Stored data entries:
^^^^

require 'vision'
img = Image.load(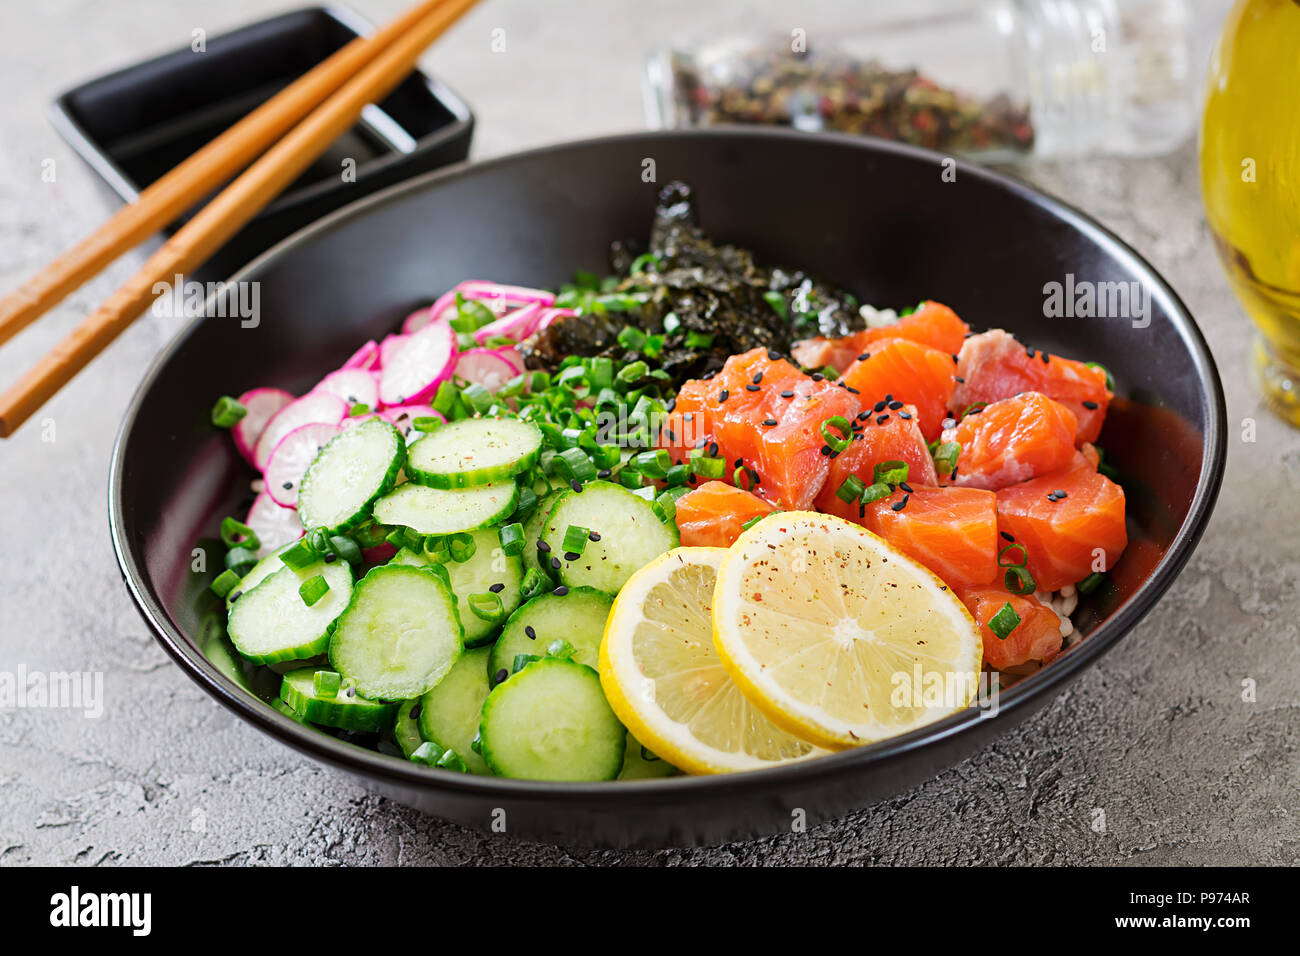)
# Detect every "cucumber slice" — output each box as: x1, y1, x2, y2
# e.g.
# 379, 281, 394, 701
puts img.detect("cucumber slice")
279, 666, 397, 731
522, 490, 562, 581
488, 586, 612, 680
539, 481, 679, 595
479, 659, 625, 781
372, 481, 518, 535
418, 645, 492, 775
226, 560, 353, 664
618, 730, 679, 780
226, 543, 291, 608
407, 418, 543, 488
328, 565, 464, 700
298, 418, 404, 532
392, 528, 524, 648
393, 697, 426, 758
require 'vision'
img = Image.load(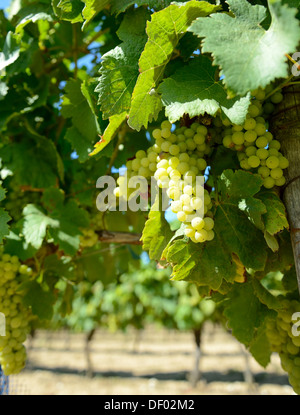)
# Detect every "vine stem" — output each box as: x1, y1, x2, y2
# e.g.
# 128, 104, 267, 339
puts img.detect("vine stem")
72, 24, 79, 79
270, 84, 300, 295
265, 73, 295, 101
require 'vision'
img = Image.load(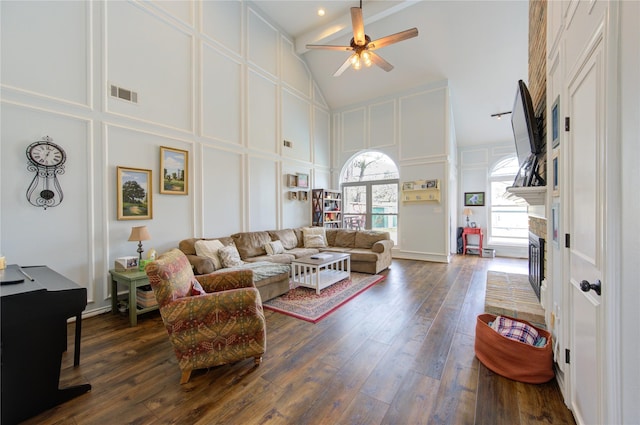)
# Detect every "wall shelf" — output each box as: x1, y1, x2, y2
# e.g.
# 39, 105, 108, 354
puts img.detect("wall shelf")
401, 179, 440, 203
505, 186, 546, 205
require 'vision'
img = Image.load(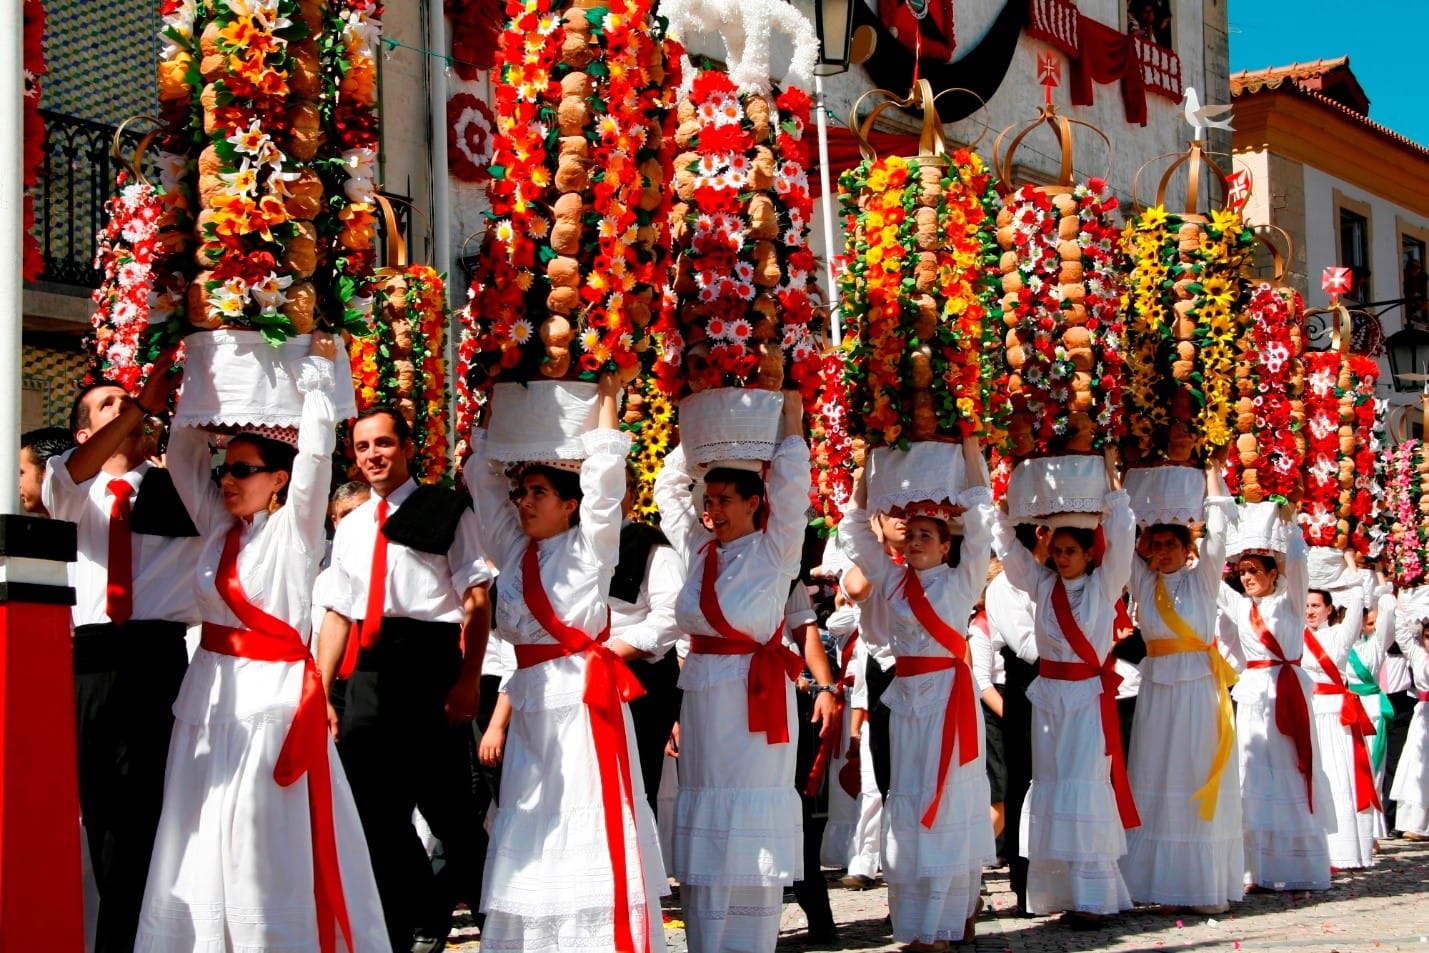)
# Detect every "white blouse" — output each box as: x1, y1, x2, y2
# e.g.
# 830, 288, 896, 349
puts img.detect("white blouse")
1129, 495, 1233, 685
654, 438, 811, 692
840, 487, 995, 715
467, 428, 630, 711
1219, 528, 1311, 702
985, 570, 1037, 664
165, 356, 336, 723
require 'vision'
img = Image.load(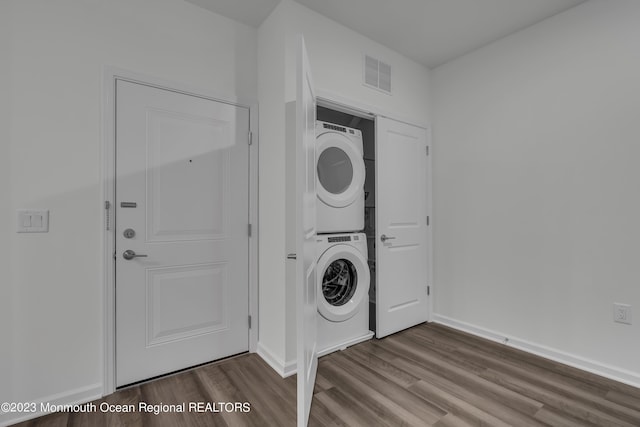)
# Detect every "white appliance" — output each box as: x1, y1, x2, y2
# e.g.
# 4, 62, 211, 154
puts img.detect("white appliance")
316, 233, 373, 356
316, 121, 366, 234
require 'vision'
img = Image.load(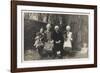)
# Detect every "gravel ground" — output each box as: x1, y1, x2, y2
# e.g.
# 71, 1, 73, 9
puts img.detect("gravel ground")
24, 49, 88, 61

^^^^

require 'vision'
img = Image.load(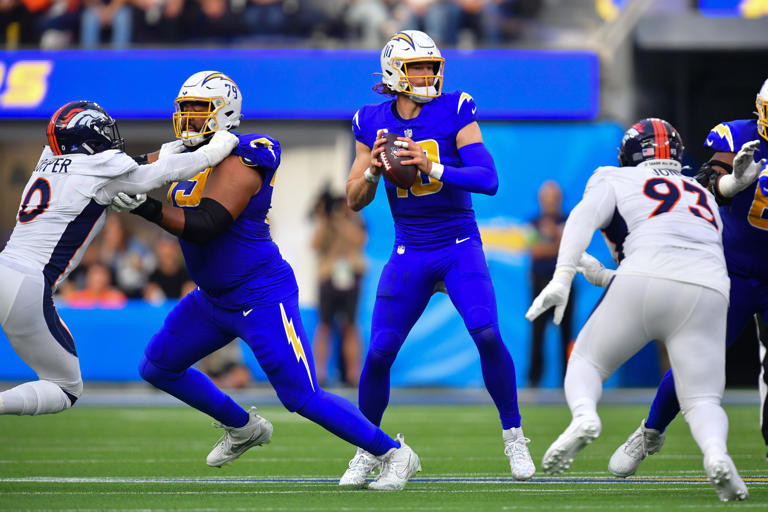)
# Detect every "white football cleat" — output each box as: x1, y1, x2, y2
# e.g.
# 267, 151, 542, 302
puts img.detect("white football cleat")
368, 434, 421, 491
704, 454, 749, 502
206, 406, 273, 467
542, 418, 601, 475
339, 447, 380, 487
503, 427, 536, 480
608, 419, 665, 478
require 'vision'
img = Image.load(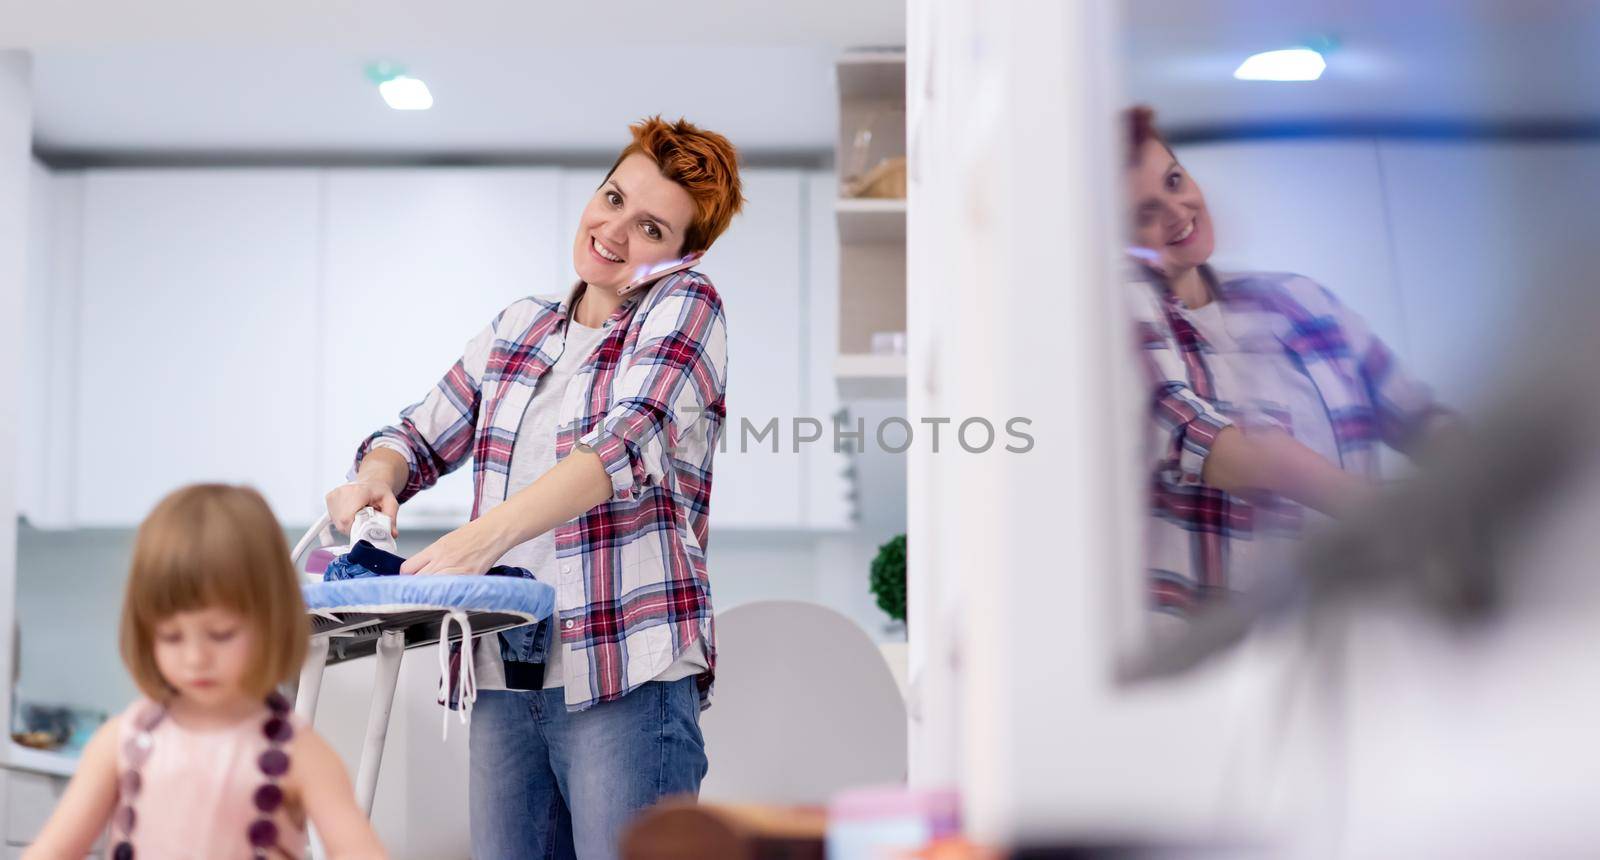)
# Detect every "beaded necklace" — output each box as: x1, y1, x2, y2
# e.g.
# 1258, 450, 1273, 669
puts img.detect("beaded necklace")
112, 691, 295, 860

^^^^

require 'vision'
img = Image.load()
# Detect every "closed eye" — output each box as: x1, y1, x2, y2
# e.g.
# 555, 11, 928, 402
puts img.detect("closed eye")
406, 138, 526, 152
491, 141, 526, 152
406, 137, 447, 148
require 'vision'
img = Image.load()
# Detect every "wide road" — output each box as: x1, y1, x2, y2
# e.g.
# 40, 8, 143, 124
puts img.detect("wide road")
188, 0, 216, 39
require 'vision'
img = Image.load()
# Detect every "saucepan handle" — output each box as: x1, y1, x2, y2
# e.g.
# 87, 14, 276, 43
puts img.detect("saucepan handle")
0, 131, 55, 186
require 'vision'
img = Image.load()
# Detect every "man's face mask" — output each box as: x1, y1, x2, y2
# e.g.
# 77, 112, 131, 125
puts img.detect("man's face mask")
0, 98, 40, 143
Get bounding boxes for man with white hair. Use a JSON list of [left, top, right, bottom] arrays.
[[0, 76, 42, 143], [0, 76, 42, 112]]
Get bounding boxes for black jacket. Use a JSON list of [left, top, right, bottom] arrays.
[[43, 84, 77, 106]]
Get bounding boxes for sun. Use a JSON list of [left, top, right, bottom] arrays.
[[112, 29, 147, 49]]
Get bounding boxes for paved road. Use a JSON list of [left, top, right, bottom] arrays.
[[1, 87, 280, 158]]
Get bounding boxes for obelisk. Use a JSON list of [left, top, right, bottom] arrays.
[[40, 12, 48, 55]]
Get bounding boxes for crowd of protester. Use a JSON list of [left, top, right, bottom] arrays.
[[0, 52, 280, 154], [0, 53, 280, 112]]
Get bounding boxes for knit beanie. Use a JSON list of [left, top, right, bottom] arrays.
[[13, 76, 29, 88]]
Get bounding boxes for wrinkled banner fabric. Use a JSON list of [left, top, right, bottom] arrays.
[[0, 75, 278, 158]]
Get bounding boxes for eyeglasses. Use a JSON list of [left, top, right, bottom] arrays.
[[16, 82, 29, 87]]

^^^^

#### THE TASK:
What belongs in the answer is each line of the data that has the word "every".

#### REPLY:
# Detect every "cucumber slice" — output each box as: x1, y1, x2, y2
# Detect every "vine stem" — output each box as: x1, y1, x2, y2
# Detect every "wall shelf" — output each box as: x1, y1, x2, y2
# Detect every "white blouse" — output each box as: x1, y1, x2, y2
# Detect every "white appliance" — output each box as: x1, y1, x2, y2
# Detect every "gravel ground" — output each box as: x1, y1, x2, y2
# Detect every "white football cleat" — output each box as: x1, y1, x2, y2
# Detect every "beaded necklace" — output each box as: x1, y1, x2, y2
# Detect every "closed eye" — output each box as: x1, y1, x2, y2
# Detect every "wide road" — output each box as: x1, y1, x2, y2
# Detect every "saucepan handle" — output each box as: x1, y1, x2, y2
# Detect every "man's face mask" — output each box as: x1, y1, x2, y2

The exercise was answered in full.